Source data:
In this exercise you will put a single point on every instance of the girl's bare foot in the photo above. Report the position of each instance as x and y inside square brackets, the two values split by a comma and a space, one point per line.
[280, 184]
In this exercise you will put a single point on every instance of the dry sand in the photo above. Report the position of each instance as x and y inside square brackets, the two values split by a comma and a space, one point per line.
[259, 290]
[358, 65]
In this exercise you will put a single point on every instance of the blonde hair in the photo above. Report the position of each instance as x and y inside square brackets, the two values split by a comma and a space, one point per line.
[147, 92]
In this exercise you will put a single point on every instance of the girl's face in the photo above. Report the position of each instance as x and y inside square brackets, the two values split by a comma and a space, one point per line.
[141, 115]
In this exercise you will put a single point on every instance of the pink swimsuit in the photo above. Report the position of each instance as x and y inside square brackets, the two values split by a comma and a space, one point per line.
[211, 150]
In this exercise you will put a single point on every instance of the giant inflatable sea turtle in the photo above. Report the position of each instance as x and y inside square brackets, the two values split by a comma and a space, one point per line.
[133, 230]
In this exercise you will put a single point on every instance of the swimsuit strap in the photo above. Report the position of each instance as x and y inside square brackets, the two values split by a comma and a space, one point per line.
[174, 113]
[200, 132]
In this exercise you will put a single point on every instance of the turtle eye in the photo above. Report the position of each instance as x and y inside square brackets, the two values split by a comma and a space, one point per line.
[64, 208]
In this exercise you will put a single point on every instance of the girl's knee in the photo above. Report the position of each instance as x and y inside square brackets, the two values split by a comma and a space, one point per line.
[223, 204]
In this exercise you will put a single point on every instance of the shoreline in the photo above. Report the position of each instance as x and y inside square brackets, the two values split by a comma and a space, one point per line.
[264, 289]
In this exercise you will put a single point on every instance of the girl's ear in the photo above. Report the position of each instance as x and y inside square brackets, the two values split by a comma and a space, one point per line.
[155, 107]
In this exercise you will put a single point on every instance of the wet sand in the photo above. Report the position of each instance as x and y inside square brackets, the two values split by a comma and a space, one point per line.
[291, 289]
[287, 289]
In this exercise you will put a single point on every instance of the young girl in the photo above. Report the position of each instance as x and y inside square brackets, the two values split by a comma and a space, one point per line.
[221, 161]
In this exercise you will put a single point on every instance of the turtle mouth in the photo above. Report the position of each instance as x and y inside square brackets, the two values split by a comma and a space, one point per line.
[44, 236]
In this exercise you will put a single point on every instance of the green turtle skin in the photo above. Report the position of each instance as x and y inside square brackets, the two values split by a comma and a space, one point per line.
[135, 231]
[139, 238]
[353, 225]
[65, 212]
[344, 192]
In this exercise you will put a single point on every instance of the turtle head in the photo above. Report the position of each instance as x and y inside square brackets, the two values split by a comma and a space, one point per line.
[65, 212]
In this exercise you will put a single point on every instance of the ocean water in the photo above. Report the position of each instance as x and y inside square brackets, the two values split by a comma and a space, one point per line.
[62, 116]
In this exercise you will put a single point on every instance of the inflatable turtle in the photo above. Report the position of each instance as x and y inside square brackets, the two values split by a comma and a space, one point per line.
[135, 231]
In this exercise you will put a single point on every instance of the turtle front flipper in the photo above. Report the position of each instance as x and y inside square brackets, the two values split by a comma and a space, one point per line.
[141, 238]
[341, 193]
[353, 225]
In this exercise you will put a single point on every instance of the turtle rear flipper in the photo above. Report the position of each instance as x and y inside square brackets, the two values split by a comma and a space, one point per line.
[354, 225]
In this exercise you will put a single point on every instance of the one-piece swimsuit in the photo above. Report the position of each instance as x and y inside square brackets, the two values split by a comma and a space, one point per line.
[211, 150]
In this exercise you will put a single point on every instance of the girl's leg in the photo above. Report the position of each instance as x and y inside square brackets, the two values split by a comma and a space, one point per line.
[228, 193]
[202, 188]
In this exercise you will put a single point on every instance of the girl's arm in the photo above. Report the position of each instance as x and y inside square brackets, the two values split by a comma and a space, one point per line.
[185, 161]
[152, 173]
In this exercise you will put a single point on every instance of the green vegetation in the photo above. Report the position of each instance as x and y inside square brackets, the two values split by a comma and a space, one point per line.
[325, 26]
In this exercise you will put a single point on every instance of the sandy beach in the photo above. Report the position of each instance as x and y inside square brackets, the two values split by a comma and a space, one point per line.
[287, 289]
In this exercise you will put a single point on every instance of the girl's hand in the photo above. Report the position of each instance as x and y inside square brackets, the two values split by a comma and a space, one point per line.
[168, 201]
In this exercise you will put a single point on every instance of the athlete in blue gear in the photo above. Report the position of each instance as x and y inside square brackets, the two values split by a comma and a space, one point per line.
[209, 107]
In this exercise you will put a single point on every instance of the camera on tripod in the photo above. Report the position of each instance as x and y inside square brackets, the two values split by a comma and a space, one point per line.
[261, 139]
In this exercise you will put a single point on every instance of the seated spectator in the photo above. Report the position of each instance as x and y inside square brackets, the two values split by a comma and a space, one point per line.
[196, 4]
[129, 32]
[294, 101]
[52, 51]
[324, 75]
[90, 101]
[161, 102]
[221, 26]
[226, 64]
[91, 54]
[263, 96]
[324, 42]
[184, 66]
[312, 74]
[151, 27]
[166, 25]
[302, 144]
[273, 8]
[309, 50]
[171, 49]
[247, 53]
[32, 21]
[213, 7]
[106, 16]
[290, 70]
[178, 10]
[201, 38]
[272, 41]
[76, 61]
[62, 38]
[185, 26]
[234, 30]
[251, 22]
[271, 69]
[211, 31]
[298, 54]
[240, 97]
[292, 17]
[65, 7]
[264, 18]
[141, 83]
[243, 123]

Your goal: When copying the data above, keep every line exactly as written.

Answer for this exercise:
In this exercise you will put a single point on every instance of the girl's bare foot in the photo above. Report the position of each instance as x and y inside square brackets, the two values split by a comma and a space, one point per line.
[280, 184]
In this exercise you will put a single point on every instance of the dry sand in the photo above. Report the position of each instance as x and y inside square brackets, the two values split by a comma and a space, one point per line.
[259, 290]
[358, 65]
In this exercise you will put a single point on every instance of the blonde hair in the photo above. Report the position of each instance as x and y inside square brackets, the two values split by a comma and a space, one point per line.
[147, 92]
In this exercise you will put a single point on every instance of the girl's face in the photo above. Report the position of each instance as x and y inside square brackets, the two values split by a comma and a space, one point per line.
[141, 115]
In this exercise you will put a single point on every instance of the pink swimsuit in the photo above. Report the position of each instance as x and y inside square brackets, the two values split by a comma and a space, one point per line.
[211, 150]
In this exercise you will put a single point on every instance of the giant inflatable sea turtle in the photo above. Report the position of each instance as x and y inside square brackets, the two values split by a comma and a space, one point per line.
[133, 230]
In this exercise you will put a single point on every instance of the swimsuit strap in the photo above. Report the position of each instance as x and y inside square brackets, the two values split by a comma and a space, one point per line.
[174, 113]
[200, 132]
In this exercise you will put a single point on every instance of the turtle eye in the photo above. Report the position of each instance as x and y inside square brackets, the two values split by a comma and a space, one point per line.
[64, 208]
In this exercise you will put a single point on every instance of the girl's knee in the photo above. Report the position of each instance as x and y inside square brackets, the two values split by a comma and a space, one point per line.
[223, 204]
In this exercise you will put a single point on every instance of the shoreline in the photo above. Report the position of each instance as x and y inside square brackets, the two values split by a comma and a space, one point per line.
[264, 289]
In this exercise you will put a single point on every instance of the girl's ear in the photo above. Report the position of each instance as x and y inside square brackets, the two values split by a comma and a space, one point per line.
[155, 107]
In this exercise you will put a single point on every instance of the wet sand in the photo above. Report the position of each instance as x and y inside square brackets, the two values split by a comma and a space, one point per line.
[291, 289]
[287, 289]
In this exercise you will put a single point on every instance of the young girl in the photo above. Report the position of each instance as x and y inside square brackets, the two values split by a comma and a space, one point per line.
[221, 161]
In this exercise you will put a single point on every instance of the turtle mouth in the photo above. Report the position of each instance as x and y inside square brackets, the two values split by a comma and a space, one point per line.
[44, 236]
In this exercise you will put a single point on every instance of the green turtle skin in the photo above. Report the position of each instance as x and y inside square brackets, the two values split by a comma and a space, one point per line.
[135, 231]
[139, 238]
[353, 225]
[65, 212]
[344, 192]
In this exercise you will put a single point on every instance of the turtle head in the photo above. Report the position of each instance as x and y inside square brackets, the two values split by a comma and a space, one point per line.
[65, 212]
In this exercise you will put a single point on every instance of the ocean water in the photo above. Report the position of each instance as x and y inside square brackets, the two values split by a comma and a space, one point per line.
[62, 116]
In this exercise you will put a single point on every instance of the inflatable turtle in the photo above. Report the position of each instance as x and y inside square brackets, the two values split by a comma and a space, one point per line.
[135, 231]
In this exercise you will put a single point on every instance of the turtle front flipper in the photo above. Report the position of each instance as x and y inside square brackets, the two values split by a comma and a space, one point per line.
[141, 238]
[341, 193]
[353, 225]
In this exercise you will put a single point on every instance of the turtle rear flipper in the photo above. Report the position of each instance as x and y inside square brackets, the two values split by a comma and a space, one point per line.
[354, 225]
In this exercise you will put a single point on every instance of the one-piece swimsuit in the photo above. Report the position of each instance as x and y inside square brackets, the two values split by a comma and a space, one point per line.
[211, 150]
In this exercise you will put a single point on every instance of the girl's leg in the photo above. Report the position of each instance as x and y inside square brackets, the two values split by a comma and a space, one point per line.
[228, 193]
[202, 188]
In this exercise you will put a single point on every instance of the girl's arm in the photo above. Report the position of each instance as x and y inside square brackets, the two values split by a comma and a space, one point per line.
[185, 161]
[152, 173]
In this exercise you will put a single point on every instance of the green vegetation in the photo above. Report the position of each instance as x and y inside square brackets, the two values split by a comma and a space, one point per line.
[325, 26]
In this exercise you will put a single point on every instance of the sandy beach in the photo above. Report the position of each instance as x and y inside square brackets, the two values split by a comma and a space, one point per line.
[287, 289]
In this exercise you will put a single point on every instance of the girl's hand in the photo above. Report the position of each instance as x and y inside square brackets, the two values split by a comma and a space, one point per line.
[168, 201]
In this exercise you will put a single point on every instance of the athlete in blue gear in the photo above. Report the position of each instance as x and y inside square brackets, the two values split by a comma and a space, one point per line.
[209, 107]
In this exercise you will put a single point on every instance of the camera on tripod in the photo above. Report the position of each instance as x and y inside square brackets, the two values split by a comma and a space, one point per line.
[261, 139]
In this exercise you will put a single point on every instance of the seated spectator in the photo above. Report the position of each instance as x and y inside square brackets, the two values split by a comma and a space, one point per line.
[196, 4]
[129, 32]
[294, 101]
[52, 51]
[324, 75]
[90, 101]
[161, 102]
[221, 26]
[226, 64]
[91, 54]
[263, 96]
[324, 42]
[184, 66]
[312, 74]
[151, 27]
[166, 25]
[302, 144]
[273, 8]
[309, 50]
[171, 49]
[247, 53]
[32, 21]
[213, 7]
[106, 16]
[290, 70]
[178, 10]
[201, 38]
[272, 41]
[76, 61]
[62, 38]
[185, 26]
[234, 30]
[251, 22]
[271, 69]
[211, 31]
[298, 54]
[240, 97]
[292, 17]
[65, 7]
[264, 18]
[141, 83]
[243, 123]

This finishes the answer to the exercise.